+++ SOURCE TEXT
It is December 1968. Tanks from five Warsaw Pact armies have been stationed in Prague for four months. Dubček is still formally in office, but everyone in the city knows that the Prague Spring is effectively over. Basic goods are in short supply in the stores. Censorship is returning overnight. And somewhere in an elegant office in London, two officials from the Czechoslovak foreign trade company Artia are signing a contract with the British conglomerate EMI. A contract that, nine months later, would result in something completely unbelievable: an original Beatles record pressed in the Czechoslovak Socialist Republic, at a state-run label with a lion holding a lyre in its logo.
This is a story that cannot be told without context—without Ultraphon from the 1920s, without the Beneš decrees, without Karel Gott, without record clubs, and without that moment when the bureaucracy of real socialism, for a brief moment and on its own terms, opened a window to the West.
From Berlin to Prague: The Prehistory of the Trademark
To understand what Supraphon was, you have to go back forty years before the Beatles. In 1927, a Prague-based company owned by Gustav Sušický, which dealt in electrical equipment, radios, and optics, began selling Avuston gramophones manufactured by the then-little-known Ultraphon company in Amsterdam. Two years later, Ultraphon’s Berlin office offered Sušický exclusive rights to sell gramophone records, and thus a new company, Ravitas, was formed.
It sounds like a boring footnote in business history, and that is precisely why it is fascinating. Because the entire subsequent, monumental institution—with its lion-and-lyre logo, the Czech Philharmonic under Ančerl’s baton, and annual production runs in the millions—literally originated from imports to a shop selling bedside lamps.
The holding’s Prague production branch managed the record factory for the entire group; a second plant was located in Paris and had a production capacity of 5,000 records per day. In the early 1930s, few institutions in Central Europe could boast of this.
In Czechoslovakia, domestic products were registered as Ultraphon, while those destined for international markets were released under the Supraphon brand. This is a key distinction. Supraphon is a name originally derived from an extravagant playback device with two arms and two speakers, invented in Berlin by Heinrich J. Küchenmeister, and was an export brand from the very beginning. A label intended to sound cosmopolitan and modern. A label created to travel across borders. From the perspective of 1969, this is an irony that cannot be overstated.
++++++
+++ ROWS
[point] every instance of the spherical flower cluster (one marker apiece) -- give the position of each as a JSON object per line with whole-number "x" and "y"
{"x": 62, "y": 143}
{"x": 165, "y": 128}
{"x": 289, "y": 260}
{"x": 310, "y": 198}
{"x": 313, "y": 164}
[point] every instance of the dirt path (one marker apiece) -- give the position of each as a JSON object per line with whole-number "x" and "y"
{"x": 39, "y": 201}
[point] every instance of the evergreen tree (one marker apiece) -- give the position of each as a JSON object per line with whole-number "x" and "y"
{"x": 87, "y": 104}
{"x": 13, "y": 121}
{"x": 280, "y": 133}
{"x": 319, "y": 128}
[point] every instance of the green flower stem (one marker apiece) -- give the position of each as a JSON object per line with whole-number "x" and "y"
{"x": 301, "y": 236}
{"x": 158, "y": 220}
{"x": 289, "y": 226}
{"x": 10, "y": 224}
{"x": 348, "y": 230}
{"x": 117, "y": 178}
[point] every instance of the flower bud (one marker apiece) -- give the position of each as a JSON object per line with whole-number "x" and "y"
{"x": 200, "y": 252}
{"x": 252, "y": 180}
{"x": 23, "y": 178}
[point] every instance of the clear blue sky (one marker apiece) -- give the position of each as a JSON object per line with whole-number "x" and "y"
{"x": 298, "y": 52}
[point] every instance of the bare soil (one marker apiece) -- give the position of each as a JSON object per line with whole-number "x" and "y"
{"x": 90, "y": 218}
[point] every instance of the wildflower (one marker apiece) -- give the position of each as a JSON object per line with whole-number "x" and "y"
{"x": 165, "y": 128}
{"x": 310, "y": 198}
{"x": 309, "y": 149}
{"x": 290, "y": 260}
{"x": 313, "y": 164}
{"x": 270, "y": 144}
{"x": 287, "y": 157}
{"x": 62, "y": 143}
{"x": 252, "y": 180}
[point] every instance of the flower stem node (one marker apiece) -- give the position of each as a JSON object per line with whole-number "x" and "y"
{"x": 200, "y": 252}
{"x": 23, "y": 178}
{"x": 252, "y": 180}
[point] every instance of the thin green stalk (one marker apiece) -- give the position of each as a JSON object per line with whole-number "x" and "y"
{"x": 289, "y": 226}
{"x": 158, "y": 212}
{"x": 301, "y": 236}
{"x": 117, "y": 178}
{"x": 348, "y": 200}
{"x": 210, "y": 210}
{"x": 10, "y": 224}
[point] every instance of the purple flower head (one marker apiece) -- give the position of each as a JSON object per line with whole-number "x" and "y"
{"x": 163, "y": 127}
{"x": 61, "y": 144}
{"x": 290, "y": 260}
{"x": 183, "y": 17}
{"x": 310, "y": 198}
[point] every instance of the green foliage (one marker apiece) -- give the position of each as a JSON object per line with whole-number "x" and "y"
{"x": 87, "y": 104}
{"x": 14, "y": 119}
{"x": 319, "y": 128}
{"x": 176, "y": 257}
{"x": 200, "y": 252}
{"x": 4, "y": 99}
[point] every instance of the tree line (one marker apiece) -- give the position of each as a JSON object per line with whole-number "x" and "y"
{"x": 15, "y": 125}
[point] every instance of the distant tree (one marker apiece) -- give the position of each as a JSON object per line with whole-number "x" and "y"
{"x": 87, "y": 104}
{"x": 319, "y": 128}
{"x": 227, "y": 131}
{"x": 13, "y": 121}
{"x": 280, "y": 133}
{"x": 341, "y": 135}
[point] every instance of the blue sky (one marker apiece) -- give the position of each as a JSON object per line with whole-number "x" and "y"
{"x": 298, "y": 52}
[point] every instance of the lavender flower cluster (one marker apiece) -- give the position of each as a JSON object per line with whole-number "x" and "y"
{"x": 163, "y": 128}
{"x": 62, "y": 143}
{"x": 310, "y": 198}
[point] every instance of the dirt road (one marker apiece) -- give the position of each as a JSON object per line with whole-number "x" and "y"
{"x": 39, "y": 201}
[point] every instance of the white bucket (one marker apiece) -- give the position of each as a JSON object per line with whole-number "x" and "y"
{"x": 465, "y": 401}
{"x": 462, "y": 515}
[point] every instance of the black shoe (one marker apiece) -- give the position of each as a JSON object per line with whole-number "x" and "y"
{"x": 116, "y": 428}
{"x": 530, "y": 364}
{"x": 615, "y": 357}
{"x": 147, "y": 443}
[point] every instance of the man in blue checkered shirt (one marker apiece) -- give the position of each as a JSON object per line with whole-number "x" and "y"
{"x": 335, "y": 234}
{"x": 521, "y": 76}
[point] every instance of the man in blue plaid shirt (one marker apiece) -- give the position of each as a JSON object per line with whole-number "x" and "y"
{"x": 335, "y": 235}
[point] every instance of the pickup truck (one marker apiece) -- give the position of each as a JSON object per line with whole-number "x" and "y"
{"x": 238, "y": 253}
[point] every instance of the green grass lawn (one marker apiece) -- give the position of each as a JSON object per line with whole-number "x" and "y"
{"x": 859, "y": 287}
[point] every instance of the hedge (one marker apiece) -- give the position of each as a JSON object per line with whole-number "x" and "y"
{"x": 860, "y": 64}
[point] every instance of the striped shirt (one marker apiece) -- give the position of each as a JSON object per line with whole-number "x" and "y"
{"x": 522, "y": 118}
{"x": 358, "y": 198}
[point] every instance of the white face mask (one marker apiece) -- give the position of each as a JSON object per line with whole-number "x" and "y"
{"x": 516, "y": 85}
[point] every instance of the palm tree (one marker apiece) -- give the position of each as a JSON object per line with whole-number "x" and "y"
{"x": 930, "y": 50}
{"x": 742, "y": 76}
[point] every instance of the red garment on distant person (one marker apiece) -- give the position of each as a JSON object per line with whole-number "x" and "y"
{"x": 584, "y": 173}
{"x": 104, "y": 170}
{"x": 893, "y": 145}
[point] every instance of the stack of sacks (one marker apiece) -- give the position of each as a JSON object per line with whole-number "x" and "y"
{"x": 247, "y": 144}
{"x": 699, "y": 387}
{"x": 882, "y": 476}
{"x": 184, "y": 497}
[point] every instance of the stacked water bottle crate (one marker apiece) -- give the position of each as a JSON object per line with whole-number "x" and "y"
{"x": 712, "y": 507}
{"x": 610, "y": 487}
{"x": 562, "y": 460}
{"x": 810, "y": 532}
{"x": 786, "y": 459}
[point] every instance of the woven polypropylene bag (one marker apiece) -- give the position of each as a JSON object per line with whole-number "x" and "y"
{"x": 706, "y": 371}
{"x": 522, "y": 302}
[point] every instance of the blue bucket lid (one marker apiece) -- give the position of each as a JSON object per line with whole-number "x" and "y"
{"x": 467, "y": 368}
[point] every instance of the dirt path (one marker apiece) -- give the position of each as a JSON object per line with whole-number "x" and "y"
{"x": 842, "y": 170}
++++++
__PROBLEMS TO WORK ON__:
1. List every city named in the text about Supraphon.
2. In the records, starting at the line that contains "[point] every instance of the red" and ending at the end of the records, including both ends, rewrite every line, requests included. Scale each x and y coordinate in the answers by 2.3 and round to whole numbers, with halves rounded up.
The text about Supraphon and the records are unrelated to each other.

__RESULTS FOR EACH TASK__:
1. Prague, London, Berlin, Amsterdam, Paris

2.
[point] every instance of the red garment on distant person (one marker apiece) -- give the position of each as a JSON object per line with whole-number "x" and "y"
{"x": 1343, "y": 398}
{"x": 239, "y": 391}
{"x": 2054, "y": 334}
[point] every instance of the stack of sacks (one marker apiece) -- give the position of each as a JSON object per line with whole-number "x" and "y"
{"x": 568, "y": 331}
{"x": 1608, "y": 890}
{"x": 2029, "y": 1095}
{"x": 423, "y": 1143}
[point] every instance of the stacked water bottle crate (one marker apiece) -- give the position of each as a JSON object per line with whole-number "x" and "y"
{"x": 1638, "y": 1166}
{"x": 1403, "y": 1120}
{"x": 1293, "y": 1058}
{"x": 1863, "y": 1224}
{"x": 1808, "y": 1056}
[point] every instance of the woven polypropylene bag (one marker apiece) -- give the position of each as a JSON object per line with whole-number "x" and "y"
{"x": 1624, "y": 853}
{"x": 1201, "y": 695}
[point] every instance of the blue bucket lid (one marker apiece) -- give the position of each as a JSON object per line with whole-number "x" and "y"
{"x": 1074, "y": 846}
[point] every instance of the dirt path (one marker apiece) -- give the position of each as a JSON object per line with whole-number "x" and "y"
{"x": 1937, "y": 391}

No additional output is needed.